=== YOUR TASKS ===
1 > Reproduce word for word the passage of the black hole article running from "It's very early" up to and including "in current understanding.".
2 > Write the next part of the article about the oldest black hole found by the James Webb Space Telescope, starting after its final sentence.

# START OF TEXT EXTRACT

Oldest black hole discovered by the James Webb Space Telescope. Using the James Webb Space Telescope (JWST), a team of astronomers identified the black hole as the most distant ever observed as it consumed its host galaxy.

Hajra Shannon
Jan 19, 202461 Shares5109 Views
Oldest black hole discovered by the James Webb Space Telescope. Using the James Webb Space Telescope (JWST), a team of astronomers identified the black hole as the most distant ever observed as it consumed its host galaxy. This discovery marks a significant stride in our comprehension of how supermassive black holes attained masses equivalent to millions of billions of times that of the sun during the early epochs of the universe.
Situated in the ancient galaxy GN-z11, this black hole is situated 13.4 billion light years away, providing a glimpse into its state just 400 million years after the Big Bang. The black hole itself weighs approximately 6 million times more than the sun and appears to be devouring matter from its surrounding galaxy at a rate five times faster than current theories suggest is sustainable.
In a statement, Roberto Maiolino, the team leader at the University of Cambridge Department of Physics, characterized the finding as a significant advancement for black hole science, referring to it as "a giant leap forward."
It's very early in the universe to see a black hole this massive, so we've got to consider other ways they might form. Very early galaxies were extremely gas-rich, so they would have been like a buffet for black holes.- Roberto Maiolino

Are Supermassive Black Holes Overeaters?

The size of the first supermassive black holes, which appeared when the universe was less than 1 billion years old, poses a problem for formation theories. The conventional expectation is that achieving a mass millions or billions of times that of the sun should require billions of years of continuous feeding, creating a discrepancy in current understanding.
"It's like seeing a family walking down the street, and they have two six-foot teenagers, but they also have with them a six-foot tall toddler," Maynooth University research fellow John Reagan, who was not involved in this research, told reporters. "That's a bit of a problem; how did the toddler get so tall? And it's the same for supermassive black holes in the universe. How did they get so massive so quickly?"

# END OF TEXT EXTRACT
# START OF GIVEN MATERIAL

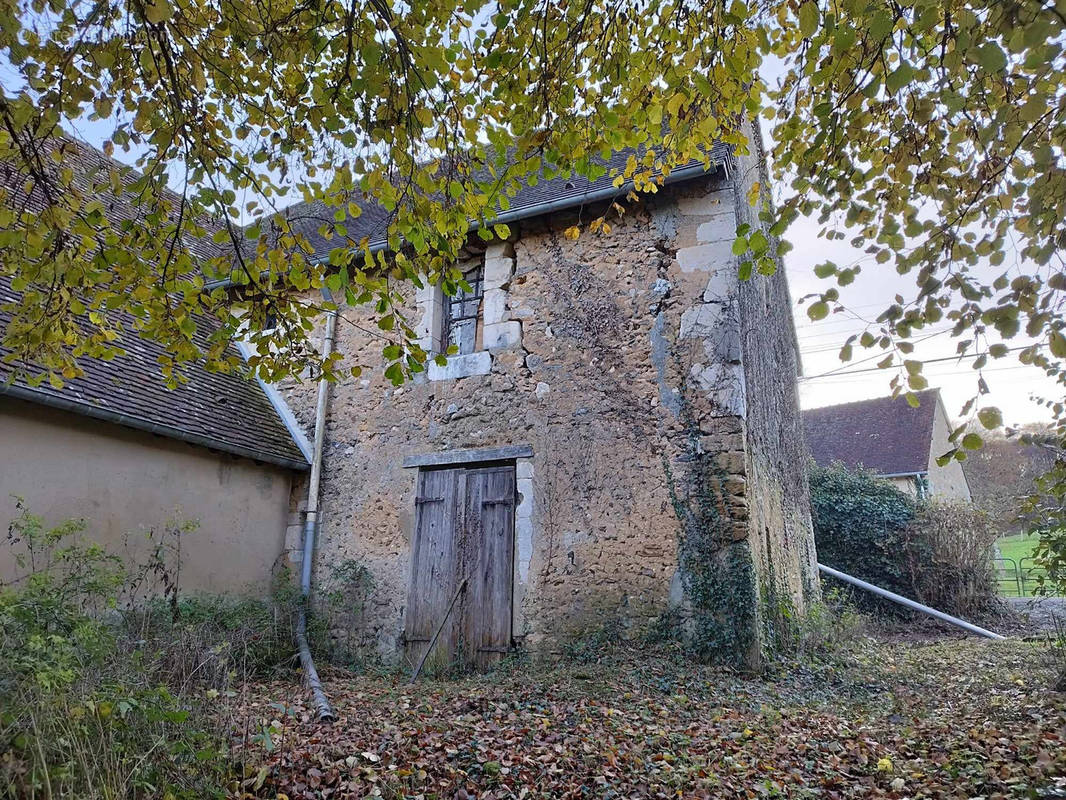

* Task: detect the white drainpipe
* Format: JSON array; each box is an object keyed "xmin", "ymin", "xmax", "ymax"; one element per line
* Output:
[{"xmin": 296, "ymin": 302, "xmax": 337, "ymax": 722}]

# END OF GIVEN MATERIAL

=== ANSWERS ===
1 >
It's very early in the universe to see a black hole this massive, so we've got to consider other ways they might form. Very early galaxies were extremely gas-rich, so they would have been like a buffet for black holes.- Roberto Maiolino

Are Supermassive Black Holes Overeaters?

The size of the first supermassive black holes, which appeared when the universe was less than 1 billion years old, poses a problem for formation theories. The conventional expectation is that achieving a mass millions or billions of times that of the sun should require billions of years of continuous feeding, creating a discrepancy in current understanding.

2 >
Scientists are currently exploring two primary pathways for the early universe's black holes to attain supermassive status. One route involves the formation of small black hole seeds, originating from the collapse of massive stars after their life cycles. Over millions or billions of years, these seeds gradually accumulate mass. Alternatively, a more direct process could occur, where extensive clouds of cold gas and dust collapse, immediately giving rise to a "heavy black hole seed" with a mass several million times that of the sun.
By bypassing the initial stages, this approach allows the system to fast-forward through millions or billions of years of stellar evolution. This headstart accelerates the feeding and merger processes crucial for the growth of black hole seeds into supermassive black holes. The recent discovery of an ancient black hole with a mass several million times that of the sun lends support to the viability of the heavy seed theory.
However, counter to existing theories, the accelerated rate at which the black hole in GN-z11 is consuming matter suggests the intriguing possibility that black holes might possess the capability to feed at a much swifter pace than observed in other early universe black holes. This finding provides potential support for the small black hole seed theories.
A critical parameter in this context is the Eddington limit, a mathematical formula governing how quickly a celestial body, such as a star, can accumulate mass before the emitted radiation, or luminosity, counteracts gravitational attraction, effectively halting the feeding process.
Despite black holes not emitting light due to their confinement by an event horizon, their substantial gravitational influence causes the surrounding material to undergo intense heating and radiation emission. The luminosity from this region, known as an active galactic nucleus (AGN), intensifies with the black hole's feeding rate. Consequently, the Eddington limit becomes relevant, potentially impeding further material accretion and terminating the black hole's feeding spree.
In the case of the recently discovered black hole, it is ingesting matter from its host galaxy at a rate five times beyond the Eddington limit. While instances of "super-Eddington accretion" can occur intermittently, the team speculates that if this heightened feeding persisted for 100 million years, the black hole might not have needed to originate as a heavy black hole seed. Instead, it could have evolved from a much lighter stellar-mass black hole seed between approximately 250 million and 370 million years after the Big Bang, rapidly attaining its observed mass as captured by the JWST 13.4 million years ago.
An illustration of a rapidly spinning supermassive black hole surrounded by an accretion disc
An illustration of a rapidly spinning supermassive black hole surrounded by an accretion disc

Feeding Black Hole May Doom Its Host Galaxy

The team is reasonably confident that the voracious appetite of this black hole is accountable for the existence of GN-z11, a galaxy roughly 100 times smaller than the Milky Way yet exceptionally luminous. However, the insatiable black hole is also likely impeding the development of its host galaxy.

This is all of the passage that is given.